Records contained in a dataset

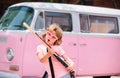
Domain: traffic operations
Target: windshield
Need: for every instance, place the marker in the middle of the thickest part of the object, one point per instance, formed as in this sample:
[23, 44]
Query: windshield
[14, 18]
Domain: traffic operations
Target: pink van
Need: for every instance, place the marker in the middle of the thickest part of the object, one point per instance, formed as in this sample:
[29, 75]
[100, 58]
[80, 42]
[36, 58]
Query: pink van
[91, 39]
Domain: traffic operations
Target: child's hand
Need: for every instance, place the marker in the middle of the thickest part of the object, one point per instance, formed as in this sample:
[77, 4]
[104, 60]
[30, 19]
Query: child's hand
[71, 67]
[51, 51]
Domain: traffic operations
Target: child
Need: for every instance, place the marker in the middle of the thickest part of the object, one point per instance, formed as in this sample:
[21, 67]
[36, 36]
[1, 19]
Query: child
[53, 37]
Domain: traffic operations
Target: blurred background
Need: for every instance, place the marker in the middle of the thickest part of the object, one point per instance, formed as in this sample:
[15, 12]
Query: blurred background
[102, 3]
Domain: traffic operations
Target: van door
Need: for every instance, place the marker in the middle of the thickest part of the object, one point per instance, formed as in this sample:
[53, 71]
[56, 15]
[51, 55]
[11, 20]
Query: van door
[69, 41]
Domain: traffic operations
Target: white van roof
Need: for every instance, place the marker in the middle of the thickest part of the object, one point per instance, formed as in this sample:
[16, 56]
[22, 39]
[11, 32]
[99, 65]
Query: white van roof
[70, 7]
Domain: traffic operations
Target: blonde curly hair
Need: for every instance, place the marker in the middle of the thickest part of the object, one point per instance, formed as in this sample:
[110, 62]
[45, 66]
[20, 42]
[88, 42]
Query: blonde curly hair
[58, 31]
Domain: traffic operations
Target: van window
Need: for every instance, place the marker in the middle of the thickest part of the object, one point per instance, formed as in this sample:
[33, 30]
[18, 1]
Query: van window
[63, 19]
[98, 24]
[14, 18]
[40, 22]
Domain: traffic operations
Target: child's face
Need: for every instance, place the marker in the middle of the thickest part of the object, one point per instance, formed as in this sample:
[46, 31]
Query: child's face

*Work request*
Your answer must be the records exactly as they stand, with no pictures in it.

*Answer box*
Domain: traffic operations
Target: windshield
Need: for every instance, place the marker in the middle of the thickest part of the object, one point per instance, formed as in this sample:
[23, 44]
Query: windshield
[14, 18]
Domain: traffic operations
Target: pink van
Need: for every instance, place the marker in the middle of the thickest part of the object, one point per instance, formed as in this sample:
[29, 75]
[100, 58]
[80, 42]
[36, 58]
Query: pink van
[91, 39]
Domain: traffic operations
Target: child's hand
Need: for every instance, place the marker in the middle of the thickest part of the object, one point per instance, formed as in this sample:
[77, 4]
[104, 60]
[30, 19]
Query: child's hand
[71, 67]
[51, 51]
Domain: traffic operations
Target: child
Need: for every instance, place the marker in the middle of the thickest part of the object, one point per instance, formed as in this sample:
[21, 67]
[36, 36]
[1, 19]
Query: child
[53, 37]
Domain: traffic operations
Target: blurred background
Need: for every instance, place the marker in the middle of the thickest part of the object, one point per instance, formed as in this sample:
[15, 12]
Query: blurred background
[102, 3]
Domain: traffic operations
Target: van door
Need: for every instance, place the marker in the middle of the thickest part of the object, one point per instance, formed as in this sample:
[53, 71]
[56, 15]
[51, 55]
[11, 20]
Query: van door
[69, 41]
Domain: traffic operations
Target: white van roof
Need: for every instance, place the marker in the middle of the thickest part of the object, one point per instance, formed as in this sample:
[16, 56]
[22, 39]
[11, 32]
[99, 65]
Query: white van roof
[70, 7]
Domain: traffic operations
Target: blonde curly hair
Need: for every instance, place the marker in the middle of the thickest part of the object, one point per instance, formed as in this sample:
[110, 62]
[45, 66]
[20, 42]
[88, 42]
Query: blonde curly hair
[58, 31]
Domain: traffic operations
Target: van window
Need: for every instance, place the marker in the middle of the thickest part of the object, one point per instance, formed as in this sample:
[33, 30]
[18, 1]
Query: van window
[63, 19]
[98, 24]
[14, 18]
[40, 22]
Domain: traffic operations
Target: child's face
Need: for every instance, place the marker in the middle of the thickest part of the object, one point per instance, formed as in this sample:
[46, 31]
Query: child's face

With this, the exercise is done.